**Выбранный отрывок:**
---*---

Я думаю, что в лучшем случае солдат оставлял казарму с тою же верою и суевериями, которые приносил из дому.
Но не в этих только областях был недочет казарменного воспитания. Как я говорил, уже в предыдущем томе, казарма не делала ничего или почти ничего для познания солдатом своей родины и своих сыновних обязанностей в отношении ее; не воспитывала в чувстве здорового патриотизма и даже накануне войны не разъясняла ее смысла…
Можно привести ряд примеров из практики наших врагов и союзников, на основании производившихся у них анкет{Девятисотые годы.}: как в германской армии редко кто из новобранцев слышал о Бисмарке; как в Италии 27 % не слышали о Гарибальди; во Франции 42 % не имели понятия об Эльзасе и Лотарингии. 55 % никогда не слышали о Наполеоне и половина рекрут, уроженцев Орлеана, не знала об Орлеанской Деве… Но все эти недочеты патриотического воспитания меркнут перед всеобщим, повальным отсутствием отечествоведения в массе русского народа.
Если в этом грехе повинны были, наряду с военным ведомством, государство, гражданская школа и семья, то в отсутствии моральной подготовки к войне более повинно общее направление правительственной политики. Не какой-либо оппозиционный орган, а официальное описание русско-японской войны о причинах неудачи ее говорит: «В то время, как в Японии весь народ, от члена Верховного совета до последнего носильщика, отлично понимал и смысл и самую цель войны с Россией, когда чувство мщения и неприязни к русскому человеку накоплялось здесь целыми годами, когда о грядущей войне с Россией говорили все и всюду, у нас предприятия на Дальнем Востоке явились для всех полной неожиданностью»…
Мы молчали.
Можно было думать, что не легко доказать народу и армии необходимость для России японской войны… Но прошло десять лет, вновь сгустились тучи над страной, и история повторилась с удивительною точностью: в соседних странах происходила планомерная и горячая работа по моральной подготовке к войне с Россией — не только армии, но и общества и народа.
Мы же опять молчали.
Правительство наше для «успокоения общества чинило препятствия к устройству лекций и собраний, посвященных роковому Восточному вопросу, и давило на прессу. Доходило до того, что в провинции полиция воспрещала исполнение в общественных местах гимна родственной нам и дружественной Сербии… Как будто нарочно принимались меры, чтобы понизить подъем настроения страны и заглушить тот драгоценный порыв, который является первейшим импульсом и залогом победы.
Государь обратил внимание, что в переживаемые страною тревожные дни военнослужащие принимали участие в распространении слухов о наших приготовлениях к войне и готовящейся будто мобилизации и повелел принять меры к прекращению этого явления (1912). Этого необходимого напоминания было достаточно, чтобы не в меру усердные исполнители наложили окончательный запрет на всю область моральной подготовки к войне:
— От греха подальше…
И казарма перед надвигавшейся грозой замкнулась накрепко в скорлупе своих повседневных забот. Редко, редко где, с опасливой оглядкой, знакомили солдата в популярной форме с ролью России в отношении балканских славян, с историческими задачами нашими на Востоке и противодействием им со стороны соседей — словом, со смыслом и значением тех событий, которые, вопреки нашему желанию, могли увлечь страну нашу на путь кровавых столкновений…
И увлекли.

---*---

**Исходные данные:**
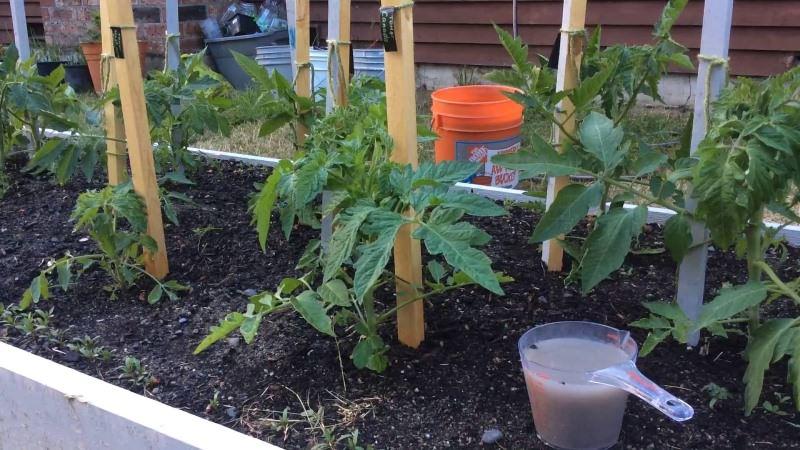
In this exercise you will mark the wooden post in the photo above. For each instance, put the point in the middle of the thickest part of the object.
(20, 23)
(116, 152)
(402, 117)
(714, 45)
(137, 127)
(173, 35)
(339, 37)
(300, 43)
(569, 64)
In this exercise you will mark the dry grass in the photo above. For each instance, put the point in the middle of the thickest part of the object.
(244, 138)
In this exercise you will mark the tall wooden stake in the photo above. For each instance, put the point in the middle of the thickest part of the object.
(569, 64)
(402, 117)
(339, 36)
(20, 24)
(116, 152)
(300, 43)
(173, 35)
(137, 128)
(711, 73)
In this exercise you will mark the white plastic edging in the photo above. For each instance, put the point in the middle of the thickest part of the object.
(44, 405)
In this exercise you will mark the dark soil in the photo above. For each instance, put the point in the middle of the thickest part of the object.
(463, 380)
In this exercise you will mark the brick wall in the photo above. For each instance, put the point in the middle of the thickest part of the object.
(66, 22)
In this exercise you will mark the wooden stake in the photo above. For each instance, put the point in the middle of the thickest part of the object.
(301, 45)
(339, 35)
(402, 116)
(116, 152)
(137, 128)
(20, 23)
(569, 64)
(714, 44)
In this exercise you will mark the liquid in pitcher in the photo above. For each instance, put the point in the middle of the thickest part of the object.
(568, 411)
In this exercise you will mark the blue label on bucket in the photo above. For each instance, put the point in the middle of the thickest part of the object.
(482, 152)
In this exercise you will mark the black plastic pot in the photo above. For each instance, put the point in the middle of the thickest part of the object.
(45, 68)
(78, 77)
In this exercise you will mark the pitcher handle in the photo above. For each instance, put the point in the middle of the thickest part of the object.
(628, 378)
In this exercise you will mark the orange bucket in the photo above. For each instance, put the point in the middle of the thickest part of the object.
(475, 123)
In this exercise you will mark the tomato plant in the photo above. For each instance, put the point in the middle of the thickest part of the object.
(348, 155)
(617, 160)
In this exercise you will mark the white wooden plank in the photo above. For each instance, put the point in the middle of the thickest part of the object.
(568, 76)
(20, 24)
(49, 406)
(714, 43)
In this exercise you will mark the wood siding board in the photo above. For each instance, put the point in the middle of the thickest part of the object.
(459, 31)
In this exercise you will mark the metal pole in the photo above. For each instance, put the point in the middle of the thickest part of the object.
(714, 47)
(173, 35)
(20, 24)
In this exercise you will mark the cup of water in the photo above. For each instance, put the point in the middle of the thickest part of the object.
(579, 376)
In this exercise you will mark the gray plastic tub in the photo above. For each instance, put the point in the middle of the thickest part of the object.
(276, 57)
(220, 51)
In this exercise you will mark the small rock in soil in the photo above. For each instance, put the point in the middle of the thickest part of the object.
(491, 436)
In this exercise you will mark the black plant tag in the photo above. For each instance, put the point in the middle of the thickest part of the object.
(387, 29)
(116, 39)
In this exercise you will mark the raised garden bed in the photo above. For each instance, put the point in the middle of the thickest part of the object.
(464, 379)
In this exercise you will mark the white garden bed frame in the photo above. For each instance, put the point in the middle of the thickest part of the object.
(44, 405)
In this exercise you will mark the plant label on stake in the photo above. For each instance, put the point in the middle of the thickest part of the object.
(116, 39)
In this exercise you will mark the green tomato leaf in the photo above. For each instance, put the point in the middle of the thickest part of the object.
(541, 158)
(668, 18)
(375, 255)
(155, 294)
(603, 140)
(455, 243)
(758, 354)
(653, 339)
(437, 270)
(265, 203)
(473, 205)
(570, 207)
(343, 240)
(228, 325)
(730, 302)
(249, 326)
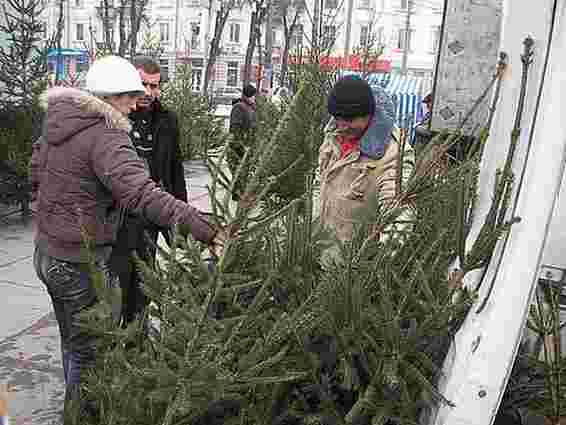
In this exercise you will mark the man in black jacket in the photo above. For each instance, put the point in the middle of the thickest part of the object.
(242, 126)
(156, 137)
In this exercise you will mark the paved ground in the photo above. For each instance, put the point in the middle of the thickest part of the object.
(30, 359)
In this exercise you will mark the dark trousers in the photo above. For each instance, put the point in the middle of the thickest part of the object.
(235, 155)
(72, 291)
(135, 236)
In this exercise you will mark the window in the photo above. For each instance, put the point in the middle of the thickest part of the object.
(234, 33)
(164, 32)
(80, 35)
(43, 30)
(328, 36)
(405, 39)
(364, 35)
(297, 37)
(434, 38)
(197, 67)
(195, 35)
(331, 4)
(232, 74)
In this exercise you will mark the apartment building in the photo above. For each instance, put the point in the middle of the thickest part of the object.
(184, 28)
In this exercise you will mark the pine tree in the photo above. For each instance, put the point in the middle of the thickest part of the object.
(290, 326)
(23, 73)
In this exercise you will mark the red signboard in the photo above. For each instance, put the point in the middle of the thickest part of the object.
(352, 63)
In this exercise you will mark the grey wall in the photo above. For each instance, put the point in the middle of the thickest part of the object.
(467, 61)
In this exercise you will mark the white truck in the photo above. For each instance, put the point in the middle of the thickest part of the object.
(481, 357)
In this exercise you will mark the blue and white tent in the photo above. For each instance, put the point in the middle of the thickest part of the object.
(406, 93)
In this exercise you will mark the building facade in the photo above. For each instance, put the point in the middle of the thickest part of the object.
(183, 29)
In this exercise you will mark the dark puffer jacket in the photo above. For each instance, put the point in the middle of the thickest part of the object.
(89, 173)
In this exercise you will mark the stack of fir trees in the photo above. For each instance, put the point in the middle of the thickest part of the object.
(279, 331)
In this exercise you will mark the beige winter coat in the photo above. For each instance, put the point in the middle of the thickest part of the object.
(350, 183)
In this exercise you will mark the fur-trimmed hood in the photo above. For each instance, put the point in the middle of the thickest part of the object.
(70, 111)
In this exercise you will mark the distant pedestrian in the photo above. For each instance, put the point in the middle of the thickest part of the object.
(89, 175)
(242, 127)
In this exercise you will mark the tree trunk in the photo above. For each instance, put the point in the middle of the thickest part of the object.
(135, 21)
(250, 50)
(284, 63)
(58, 38)
(106, 24)
(123, 46)
(221, 18)
(288, 32)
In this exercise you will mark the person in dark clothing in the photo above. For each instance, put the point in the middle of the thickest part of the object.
(242, 126)
(156, 138)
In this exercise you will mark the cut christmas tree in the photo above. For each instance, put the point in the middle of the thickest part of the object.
(290, 326)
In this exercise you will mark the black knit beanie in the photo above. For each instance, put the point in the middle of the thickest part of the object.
(249, 91)
(351, 97)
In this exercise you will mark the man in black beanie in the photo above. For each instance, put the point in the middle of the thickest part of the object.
(242, 126)
(358, 159)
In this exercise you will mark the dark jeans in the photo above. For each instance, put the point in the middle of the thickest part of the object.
(72, 291)
(139, 237)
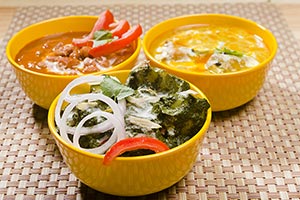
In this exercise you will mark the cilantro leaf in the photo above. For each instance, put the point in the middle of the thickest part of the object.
(114, 89)
(229, 52)
(102, 35)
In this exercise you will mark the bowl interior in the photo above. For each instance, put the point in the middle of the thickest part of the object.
(148, 174)
(54, 26)
(122, 76)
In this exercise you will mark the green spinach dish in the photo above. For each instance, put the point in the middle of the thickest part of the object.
(151, 104)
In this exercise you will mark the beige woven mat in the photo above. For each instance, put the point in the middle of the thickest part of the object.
(249, 153)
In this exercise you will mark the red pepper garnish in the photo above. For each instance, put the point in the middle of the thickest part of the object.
(103, 22)
(110, 47)
(120, 28)
(130, 144)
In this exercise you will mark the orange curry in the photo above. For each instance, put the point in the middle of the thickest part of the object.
(55, 54)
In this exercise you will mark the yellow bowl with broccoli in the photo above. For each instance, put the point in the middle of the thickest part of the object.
(140, 167)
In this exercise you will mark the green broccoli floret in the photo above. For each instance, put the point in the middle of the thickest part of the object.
(157, 79)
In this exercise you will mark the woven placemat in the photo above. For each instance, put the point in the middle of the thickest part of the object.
(251, 152)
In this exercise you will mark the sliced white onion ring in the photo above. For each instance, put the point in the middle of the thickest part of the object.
(114, 137)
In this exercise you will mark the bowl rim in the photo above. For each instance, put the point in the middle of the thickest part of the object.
(134, 55)
(200, 133)
(203, 15)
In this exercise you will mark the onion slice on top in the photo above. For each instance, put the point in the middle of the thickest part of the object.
(114, 120)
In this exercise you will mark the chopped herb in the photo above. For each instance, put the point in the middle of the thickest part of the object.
(112, 88)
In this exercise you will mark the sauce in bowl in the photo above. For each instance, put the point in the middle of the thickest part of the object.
(55, 54)
(210, 48)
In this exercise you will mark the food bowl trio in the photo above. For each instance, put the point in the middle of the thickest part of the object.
(110, 115)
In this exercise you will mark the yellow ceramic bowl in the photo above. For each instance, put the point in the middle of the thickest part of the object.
(43, 88)
(130, 176)
(225, 91)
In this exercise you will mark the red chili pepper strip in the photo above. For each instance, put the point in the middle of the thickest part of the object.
(110, 47)
(103, 22)
(121, 27)
(130, 144)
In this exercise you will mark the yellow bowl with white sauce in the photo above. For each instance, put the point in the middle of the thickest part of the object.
(208, 50)
(130, 176)
(42, 88)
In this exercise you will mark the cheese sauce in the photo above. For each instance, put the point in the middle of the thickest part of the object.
(210, 48)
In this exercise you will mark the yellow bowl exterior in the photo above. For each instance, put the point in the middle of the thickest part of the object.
(43, 88)
(130, 176)
(224, 91)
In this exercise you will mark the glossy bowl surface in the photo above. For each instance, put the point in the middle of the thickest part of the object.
(130, 176)
(43, 88)
(224, 91)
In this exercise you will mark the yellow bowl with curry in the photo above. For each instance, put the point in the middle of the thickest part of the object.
(45, 60)
(227, 57)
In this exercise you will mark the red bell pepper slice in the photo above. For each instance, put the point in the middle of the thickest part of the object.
(120, 28)
(130, 144)
(110, 47)
(103, 22)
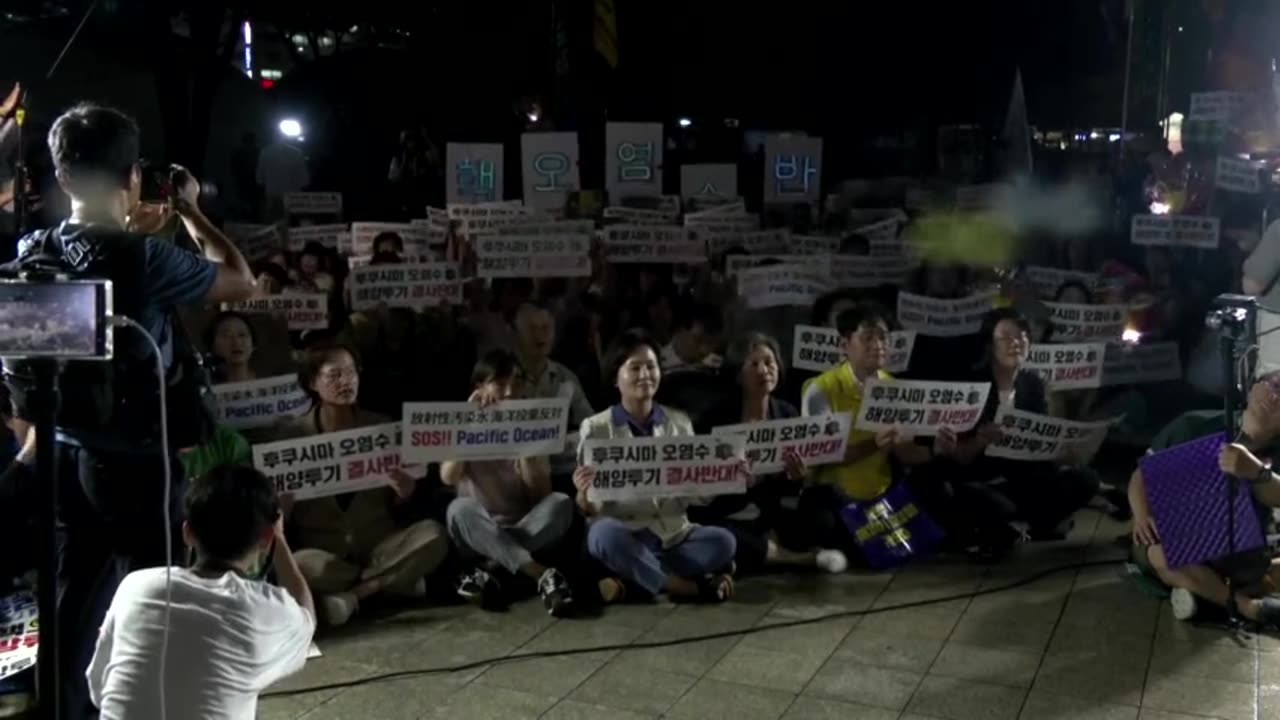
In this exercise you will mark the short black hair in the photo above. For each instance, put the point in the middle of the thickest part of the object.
(94, 147)
(860, 315)
(229, 509)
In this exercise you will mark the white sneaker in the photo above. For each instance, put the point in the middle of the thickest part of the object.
(832, 561)
(338, 607)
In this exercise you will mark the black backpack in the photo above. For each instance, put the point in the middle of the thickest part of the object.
(115, 401)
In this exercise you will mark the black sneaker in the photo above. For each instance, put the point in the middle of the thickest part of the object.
(557, 596)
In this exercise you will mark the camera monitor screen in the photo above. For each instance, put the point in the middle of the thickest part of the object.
(65, 319)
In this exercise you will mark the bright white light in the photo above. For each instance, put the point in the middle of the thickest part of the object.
(291, 128)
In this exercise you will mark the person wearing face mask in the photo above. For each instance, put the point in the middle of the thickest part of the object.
(648, 543)
(352, 545)
(506, 510)
(766, 531)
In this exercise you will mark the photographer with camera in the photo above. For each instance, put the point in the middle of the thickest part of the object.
(112, 475)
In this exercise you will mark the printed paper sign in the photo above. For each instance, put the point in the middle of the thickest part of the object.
(549, 168)
(1237, 174)
(920, 408)
(333, 236)
(664, 466)
(1080, 323)
(944, 318)
(312, 203)
(792, 169)
(1029, 436)
(332, 463)
(1068, 367)
(775, 286)
(261, 402)
(414, 286)
(702, 182)
(464, 431)
(1125, 364)
(1185, 231)
(301, 310)
(632, 160)
(19, 633)
(821, 349)
(818, 441)
(474, 172)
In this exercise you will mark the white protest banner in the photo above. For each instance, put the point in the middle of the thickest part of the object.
(792, 169)
(1185, 231)
(474, 172)
(19, 633)
(944, 318)
(333, 236)
(312, 203)
(261, 402)
(301, 310)
(818, 440)
(632, 160)
(1029, 436)
(776, 286)
(332, 463)
(666, 466)
(920, 408)
(464, 431)
(1237, 174)
(1127, 364)
(548, 168)
(1080, 323)
(414, 286)
(699, 182)
(1068, 367)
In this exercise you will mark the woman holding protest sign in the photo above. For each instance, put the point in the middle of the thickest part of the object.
(648, 543)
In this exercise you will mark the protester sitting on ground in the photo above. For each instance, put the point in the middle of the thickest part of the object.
(352, 546)
(865, 472)
(229, 637)
(1260, 428)
(767, 533)
(506, 509)
(648, 545)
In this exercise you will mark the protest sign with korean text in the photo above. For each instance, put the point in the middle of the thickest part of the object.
(402, 285)
(632, 160)
(818, 440)
(1029, 436)
(664, 466)
(920, 408)
(474, 172)
(261, 402)
(944, 317)
(1068, 367)
(1082, 323)
(332, 463)
(549, 168)
(464, 431)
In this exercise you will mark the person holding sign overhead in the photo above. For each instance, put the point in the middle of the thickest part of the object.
(648, 543)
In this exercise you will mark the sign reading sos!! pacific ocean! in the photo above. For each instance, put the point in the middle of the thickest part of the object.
(462, 431)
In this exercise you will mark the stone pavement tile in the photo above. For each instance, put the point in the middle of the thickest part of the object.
(807, 707)
(626, 684)
(487, 702)
(1048, 706)
(872, 646)
(767, 669)
(841, 678)
(986, 665)
(714, 700)
(950, 698)
(1201, 696)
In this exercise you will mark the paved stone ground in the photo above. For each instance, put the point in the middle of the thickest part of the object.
(1078, 645)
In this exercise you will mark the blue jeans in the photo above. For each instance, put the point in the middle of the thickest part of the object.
(638, 556)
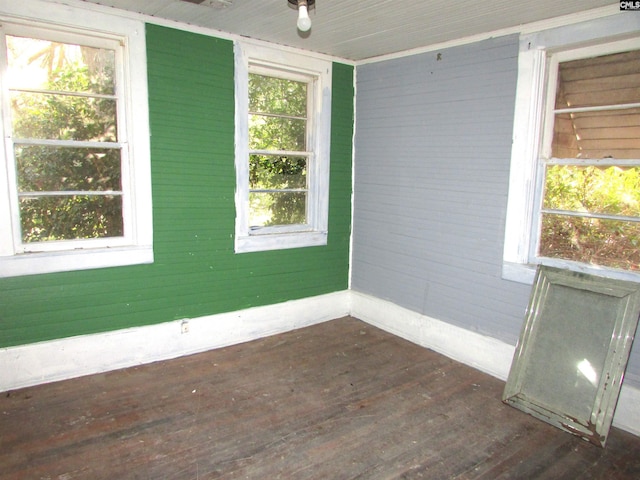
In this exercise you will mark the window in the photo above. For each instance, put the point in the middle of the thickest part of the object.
(590, 208)
(282, 149)
(78, 193)
(574, 194)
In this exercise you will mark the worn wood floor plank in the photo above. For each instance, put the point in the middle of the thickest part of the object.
(341, 400)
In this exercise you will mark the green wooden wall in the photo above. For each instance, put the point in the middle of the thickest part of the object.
(195, 273)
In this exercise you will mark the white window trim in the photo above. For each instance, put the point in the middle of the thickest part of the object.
(531, 106)
(314, 233)
(138, 247)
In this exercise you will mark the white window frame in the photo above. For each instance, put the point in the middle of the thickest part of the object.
(286, 64)
(537, 64)
(74, 25)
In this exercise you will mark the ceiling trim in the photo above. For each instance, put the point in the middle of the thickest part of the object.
(520, 29)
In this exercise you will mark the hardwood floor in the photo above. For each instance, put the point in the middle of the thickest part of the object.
(340, 400)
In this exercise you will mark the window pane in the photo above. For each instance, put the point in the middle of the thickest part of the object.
(63, 117)
(607, 243)
(41, 64)
(54, 169)
(277, 96)
(271, 172)
(277, 133)
(610, 190)
(279, 208)
(603, 134)
(70, 217)
(605, 80)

---*---

**Задание:**
Выпишите без изменений часть отрывка о казарменном воспитании между словами «Можно было думать, что» и «и залогом победы.», включая их. Список к отрывку не относится и стоит отдельно.

**Решение:**
Можно было думать, что не легко доказать народу и армии необходимость для России японской войны… Но прошло десять лет, вновь сгустились тучи над страной, и история повторилась с удивительною точностью: в соседних странах происходила планомерная и горячая работа по моральной подготовке к войне с Россией — не только армии, но и общества и народа.
Мы же опять молчали.
Правительство наше для «успокоения общества чинило препятствия к устройству лекций и собраний, посвященных роковому Восточному вопросу, и давило на прессу. Доходило до того, что в провинции полиция воспрещала исполнение в общественных местах гимна родственной нам и дружественной Сербии… Как будто нарочно принимались меры, чтобы понизить подъем настроения страны и заглушить тот драгоценный порыв, который является первейшим импульсом и залогом победы.